**** EXTRACTED INFORMATION ****
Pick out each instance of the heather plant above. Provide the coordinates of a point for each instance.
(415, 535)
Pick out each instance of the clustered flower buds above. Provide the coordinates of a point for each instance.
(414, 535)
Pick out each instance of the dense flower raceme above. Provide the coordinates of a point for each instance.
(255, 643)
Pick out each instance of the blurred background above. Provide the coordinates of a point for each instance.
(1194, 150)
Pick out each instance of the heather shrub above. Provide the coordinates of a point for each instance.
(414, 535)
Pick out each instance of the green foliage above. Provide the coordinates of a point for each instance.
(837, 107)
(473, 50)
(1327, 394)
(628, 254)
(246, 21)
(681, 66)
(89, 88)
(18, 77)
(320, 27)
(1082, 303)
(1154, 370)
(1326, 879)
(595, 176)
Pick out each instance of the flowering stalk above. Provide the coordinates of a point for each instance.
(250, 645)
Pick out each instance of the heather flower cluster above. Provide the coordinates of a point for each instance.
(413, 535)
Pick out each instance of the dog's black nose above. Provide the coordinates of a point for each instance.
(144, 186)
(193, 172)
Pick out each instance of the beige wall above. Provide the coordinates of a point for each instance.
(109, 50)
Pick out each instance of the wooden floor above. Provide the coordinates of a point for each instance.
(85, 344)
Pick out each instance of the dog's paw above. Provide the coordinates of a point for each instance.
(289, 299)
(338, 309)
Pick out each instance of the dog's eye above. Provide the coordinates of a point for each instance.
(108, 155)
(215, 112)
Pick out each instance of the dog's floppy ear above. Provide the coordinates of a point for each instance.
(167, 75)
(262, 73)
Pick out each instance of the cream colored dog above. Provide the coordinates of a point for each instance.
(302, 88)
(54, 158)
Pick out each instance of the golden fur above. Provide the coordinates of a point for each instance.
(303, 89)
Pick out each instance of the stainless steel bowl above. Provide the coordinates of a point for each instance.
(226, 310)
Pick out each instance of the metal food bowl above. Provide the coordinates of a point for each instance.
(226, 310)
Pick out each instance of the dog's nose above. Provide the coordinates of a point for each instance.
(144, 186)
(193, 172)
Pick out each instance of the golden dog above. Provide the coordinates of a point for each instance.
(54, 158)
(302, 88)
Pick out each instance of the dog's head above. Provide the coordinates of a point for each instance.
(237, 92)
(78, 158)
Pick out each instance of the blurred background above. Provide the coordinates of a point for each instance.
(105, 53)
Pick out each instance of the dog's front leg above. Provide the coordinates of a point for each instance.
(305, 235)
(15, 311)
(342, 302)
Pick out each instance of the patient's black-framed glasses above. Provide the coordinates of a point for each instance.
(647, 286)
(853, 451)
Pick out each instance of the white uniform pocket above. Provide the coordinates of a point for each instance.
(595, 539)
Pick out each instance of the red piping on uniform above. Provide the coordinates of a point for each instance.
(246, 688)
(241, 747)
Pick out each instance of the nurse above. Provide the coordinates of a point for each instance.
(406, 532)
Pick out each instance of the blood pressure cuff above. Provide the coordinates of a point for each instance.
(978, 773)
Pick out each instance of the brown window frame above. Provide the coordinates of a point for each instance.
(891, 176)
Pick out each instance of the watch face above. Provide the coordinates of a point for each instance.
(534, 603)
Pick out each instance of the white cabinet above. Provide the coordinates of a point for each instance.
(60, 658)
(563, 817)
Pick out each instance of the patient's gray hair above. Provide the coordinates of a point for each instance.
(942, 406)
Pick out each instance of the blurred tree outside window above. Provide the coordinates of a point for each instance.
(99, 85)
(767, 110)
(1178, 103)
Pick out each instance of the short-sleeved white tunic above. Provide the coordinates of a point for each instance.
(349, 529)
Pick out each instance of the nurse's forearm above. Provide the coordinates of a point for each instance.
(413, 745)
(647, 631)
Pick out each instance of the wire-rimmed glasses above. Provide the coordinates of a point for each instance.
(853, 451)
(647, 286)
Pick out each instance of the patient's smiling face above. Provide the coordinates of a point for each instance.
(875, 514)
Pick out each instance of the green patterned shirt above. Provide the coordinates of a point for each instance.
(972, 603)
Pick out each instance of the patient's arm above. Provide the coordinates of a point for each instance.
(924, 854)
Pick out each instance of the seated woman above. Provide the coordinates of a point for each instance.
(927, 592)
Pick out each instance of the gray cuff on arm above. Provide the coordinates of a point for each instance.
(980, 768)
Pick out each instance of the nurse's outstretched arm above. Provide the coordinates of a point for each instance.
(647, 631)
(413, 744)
****
◆ ASSIGNMENT ◆
Reproduce every entry above so that each one matches its source exactly.

◆ PROBLEM SOLUTION ◆
Pick out each instance of the heather plant above. Provide the coordinates of a point for each instance.
(415, 535)
Pick out each instance of the clustered flower buds above. Provide the coordinates of a point for each instance.
(414, 535)
Pick out each instance of the dense flower raceme above. Provide the coordinates of a point for each instance.
(255, 643)
Pick out each instance of the blurred background above. Provide the coordinates of a point for each instance.
(1194, 150)
Pick out each instance of the heather shrub above. Provide the coordinates of a point for each instance.
(414, 535)
Pick out each instance of the green foliage above. Provide the coordinates of a point for each instance.
(837, 107)
(473, 50)
(1327, 394)
(628, 254)
(246, 21)
(681, 66)
(89, 88)
(18, 77)
(320, 27)
(1082, 303)
(1154, 370)
(1326, 879)
(595, 176)
Pick out each instance of the flowering stalk above. Provide the coordinates of a point for each instance.
(250, 645)
Pick out each instance of the heather flower cluster above. Provide the coordinates of a point for each instance.
(413, 535)
Pick out each instance of the dog's black nose above. Provide the coordinates of a point for each instance.
(144, 186)
(193, 172)
Pick out each instance of the beige wall above. Provide the coordinates of a point for each instance.
(109, 50)
Pick out each instance of the wooden floor above. Provide the coordinates of a point for each instance.
(85, 344)
Pick out each instance of the dog's paw above. Provide the coordinates of a point for each instance.
(289, 299)
(338, 309)
Pick out each instance of the dog's eye above. Provide the coordinates of a point for each instance.
(108, 155)
(215, 112)
Pick out each instance of the dog's floppy ear above. Provide the coordinates of a point for each instance.
(167, 75)
(262, 73)
Pick out each instance of the cream colored dog above. Provide the coordinates of a point for each instance.
(302, 88)
(54, 158)
Pick out each instance of the golden fur above. Provide the coordinates of a point for each instance.
(303, 89)
Pick out each instance of the stainless steel bowl above. Provide the coordinates of a point for each instance.
(226, 310)
Pick out each instance of the metal food bowl above. Provide the coordinates of a point for each instance.
(226, 310)
Pick out each instance of the dog's nose above. Provide the coordinates of a point for each instance.
(144, 186)
(193, 172)
Pick out each instance of the golden dog above. Provide the coordinates of a point for each instance.
(54, 158)
(302, 88)
Pick out each instance of the dog's head above. Provide the coordinates of a point for each instance.
(237, 92)
(78, 158)
Pick out each instance of the blurred background above. Provide the coordinates of a point for each instance.
(105, 53)
Pick out each instance of the dog's front leg above. Provide the coordinates of a point for each instance.
(305, 235)
(15, 311)
(342, 302)
Pick out each instance of the patient's black-framed glasses above. Provide the coordinates of a point for each instance.
(647, 286)
(853, 451)
Pick out each instance of the white uniform pocket above. Provide the coordinates of a point for each instance.
(595, 539)
Pick out each instance of the red piping on uniform above. Provide the coordinates of a point for each instance.
(246, 688)
(241, 747)
Pick out each instance of the nurse above. Provide the coordinates of a point for each instance.
(406, 532)
Pick out each instance of the blood pressure cuff above. Provide the coordinates of a point for each instance.
(978, 773)
Pick out each instance of the brown window frame above. Provide the coordinates of a point for each instance.
(891, 176)
Pick out each instance of the watch face above. Provide the coordinates of a point for each instance.
(534, 603)
Pick out each instance of the white cabinet above. Provide the coordinates of a point for each instance.
(60, 658)
(563, 817)
Pick out each instance of the patient's gray hair above. Provide the coordinates of a point for each instance.
(942, 406)
Pick out each instance of the blurred tree outside window above. Provide the coordinates of a point for each instance.
(99, 85)
(767, 110)
(1178, 103)
Pick out each instance of the short-sleeved white tunic above. Provide the coordinates of a point for each instance.
(349, 529)
Pick out each instance of the nurse's forearm above. Provide the coordinates of a point for each instance.
(413, 745)
(647, 631)
Pick out each instance of the wire-rimmed glasses above. Provide the coordinates of a point for each instance.
(853, 451)
(647, 286)
Pick out each instance of the patient's smiling face above. Provide the coordinates of a point for each instance.
(875, 514)
Pick out each instance of the green patterned shirt above. Provide the coordinates of a point for each instance.
(972, 603)
Pick out each instance of the patient's arm above. Provide the coordinates of a point for each instance.
(924, 854)
Pick out each instance of the seated woman above. Provide the coordinates of a point for each instance.
(927, 592)
Pick out each instance of the gray cuff on arm above. Provide the coordinates of a point for each instance.
(980, 768)
Pick out each instance of the nurse's outstretched arm above. Provide the coordinates of a point for each instance.
(647, 631)
(413, 744)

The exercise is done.